• [Bacaan]:

━━━━━━━━━━━━━━━━━━━━━━━━━━━━━━

Sejak mereka balita, kami berusaha mengenalkan musik yang baik kepada Josephus dan Moze. Kami juga mendorong mereka menguasai alat musik tertentu. Waspadai tujuan kita, agar bukan sekedar membuat mereka hebat dalam bermain musik dan bisa mencari uang. Lihatlah bakat dan kesukaan mereka, apakah juga mendukung. Bangun dulu kesukaan akan musik, baru kemudian mendorong mereka menyukai alat musik tertentu. Anak-anak juga belajar dari kita. Mereka melihat bagaimana ekspresi kita saat menyanyi. Teladan sangat mereka butuhkan untuk suka menyanyi dan bermain musik. Kita perlu memperkenalkan gereja/komunitas yang menghargai musik dengan benar. Mereka juga perlu belajar biografi pemusik dan penyanyi yang baik. Dan yang tak kalah penting adalah mengkoleksi kaset dan CD musik yang baik untuk mereka dengar dan pelajari.

━━━━━━━━━━━━━━━━━━━━━━━━━━━━━━

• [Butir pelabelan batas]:
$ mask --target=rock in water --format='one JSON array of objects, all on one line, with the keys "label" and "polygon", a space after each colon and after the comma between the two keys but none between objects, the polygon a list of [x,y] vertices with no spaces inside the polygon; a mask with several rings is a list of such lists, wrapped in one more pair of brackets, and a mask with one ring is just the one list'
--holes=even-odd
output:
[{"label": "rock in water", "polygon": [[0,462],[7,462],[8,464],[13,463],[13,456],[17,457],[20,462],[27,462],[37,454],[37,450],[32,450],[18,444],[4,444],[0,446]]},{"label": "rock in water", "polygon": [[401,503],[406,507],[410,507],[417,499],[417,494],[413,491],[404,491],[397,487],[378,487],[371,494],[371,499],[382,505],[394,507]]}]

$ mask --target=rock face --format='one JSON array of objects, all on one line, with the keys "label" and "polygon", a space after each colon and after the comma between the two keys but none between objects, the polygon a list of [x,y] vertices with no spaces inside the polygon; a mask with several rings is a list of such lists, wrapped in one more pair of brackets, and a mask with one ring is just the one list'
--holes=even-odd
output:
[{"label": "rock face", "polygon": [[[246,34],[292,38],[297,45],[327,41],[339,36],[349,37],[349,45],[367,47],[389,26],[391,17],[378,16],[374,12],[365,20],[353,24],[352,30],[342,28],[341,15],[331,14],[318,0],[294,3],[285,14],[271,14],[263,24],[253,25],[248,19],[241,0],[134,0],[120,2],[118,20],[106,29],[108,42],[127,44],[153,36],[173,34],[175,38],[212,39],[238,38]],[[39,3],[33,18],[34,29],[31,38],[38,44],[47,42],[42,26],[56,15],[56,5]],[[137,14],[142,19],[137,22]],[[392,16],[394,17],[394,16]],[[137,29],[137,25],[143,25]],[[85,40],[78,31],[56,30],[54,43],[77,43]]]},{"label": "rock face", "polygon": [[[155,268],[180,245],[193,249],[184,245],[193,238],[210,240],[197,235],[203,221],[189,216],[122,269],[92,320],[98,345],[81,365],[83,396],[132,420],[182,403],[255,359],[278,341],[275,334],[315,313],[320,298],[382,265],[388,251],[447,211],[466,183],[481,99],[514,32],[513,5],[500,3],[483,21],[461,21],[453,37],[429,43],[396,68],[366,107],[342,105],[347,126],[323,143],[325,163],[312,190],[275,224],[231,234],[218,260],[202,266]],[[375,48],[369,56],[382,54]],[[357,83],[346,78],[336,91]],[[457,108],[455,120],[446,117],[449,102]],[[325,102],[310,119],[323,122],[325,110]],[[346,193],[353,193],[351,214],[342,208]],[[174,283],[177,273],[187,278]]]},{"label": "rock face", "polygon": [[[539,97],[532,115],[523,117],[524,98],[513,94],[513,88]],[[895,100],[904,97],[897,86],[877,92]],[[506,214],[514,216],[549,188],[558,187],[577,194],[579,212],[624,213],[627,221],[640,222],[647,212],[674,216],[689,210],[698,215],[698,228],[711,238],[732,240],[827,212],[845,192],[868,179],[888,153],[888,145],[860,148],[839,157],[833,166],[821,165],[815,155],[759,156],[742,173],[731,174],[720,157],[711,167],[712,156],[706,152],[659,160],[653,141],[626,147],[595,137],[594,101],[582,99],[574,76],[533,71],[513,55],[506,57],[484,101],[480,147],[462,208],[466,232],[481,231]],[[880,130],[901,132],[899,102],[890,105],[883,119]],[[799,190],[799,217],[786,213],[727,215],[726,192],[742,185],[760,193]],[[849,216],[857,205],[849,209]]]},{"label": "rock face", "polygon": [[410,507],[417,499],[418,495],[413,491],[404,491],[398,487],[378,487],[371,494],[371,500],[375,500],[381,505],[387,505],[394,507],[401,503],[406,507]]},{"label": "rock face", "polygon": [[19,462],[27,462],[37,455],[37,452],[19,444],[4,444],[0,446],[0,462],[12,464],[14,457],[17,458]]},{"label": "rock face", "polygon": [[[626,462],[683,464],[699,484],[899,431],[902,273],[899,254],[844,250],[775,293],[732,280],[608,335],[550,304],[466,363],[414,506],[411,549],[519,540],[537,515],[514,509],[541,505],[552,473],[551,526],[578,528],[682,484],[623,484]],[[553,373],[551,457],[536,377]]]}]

━━━━━━━━━━━━━━━━━━━━━━━━━━━━━━

• [Tugas Latihan 1]:
Tulis ulang bagian bacaan tentang mengenalkan musik kepada anak, mulai dari "Sejak mereka balita, kami" sampai dengan "dengar dan pelajari.", dengan mengganti "alat musik" menjadi "instrumen".
• [Tugas Latihan 2]:
Menurut bacaan tentang mengenalkan musik kepada anak, hal apa yang disebut tak kalah penting?
• [Tugas Latihan 3]:
Apakah setiap pernyataan berikut sesuai dengan bacaan tentang mengenalkan musik kepada anak? Jawab ya atau tidak, lalu kutip kata-kata bacaan yang menentukan.
(a) Josephus dan Moze sudah dikenalkan pada musik sejak balita.
(b) Anak sebaiknya didorong menyukai alat musik tertentu dulu, baru kemudian dibangun kesukaannya akan musik.
(c) Anak-anak perlu belajar biografi pemusik dan penyanyi yang baik.

• [Hasil Latihan 1]:
Sejak mereka balita, kami berusaha mengenalkan musik yang baik kepada Josephus dan Moze. Kami juga mendorong mereka menguasai instrumen tertentu. Waspadai tujuan kita, agar bukan sekedar membuat mereka hebat dalam bermain musik dan bisa mencari uang. Lihatlah bakat dan kesukaan mereka, apakah juga mendukung. Bangun dulu kesukaan akan musik, baru kemudian mendorong mereka menyukai instrumen tertentu. Anak-anak juga belajar dari kita. Mereka melihat bagaimana ekspresi kita saat menyanyi. Teladan sangat mereka butuhkan untuk suka menyanyi dan bermain musik. Kita perlu memperkenalkan gereja/komunitas yang menghargai musik dengan benar. Mereka juga perlu belajar biografi pemusik dan penyanyi yang baik. Dan yang tak kalah penting adalah mengkoleksi kaset dan CD musik yang baik untuk mereka dengar dan pelajari.

• [Hasil Latihan 2]:
Mengkoleksi kaset dan CD musik yang baik untuk mereka dengar dan pelajari.

• [Hasil Latihan 3]:
(a) Ya: "Sejak mereka balita, kami berusaha mengenalkan musik yang baik kepada Josephus dan Moze."
(b) Tidak: "Bangun dulu kesukaan akan musik, baru kemudian mendorong mereka menyukai alat musik tertentu."
(c) Ya: "Mereka juga perlu belajar biografi pemusik dan penyanyi yang baik."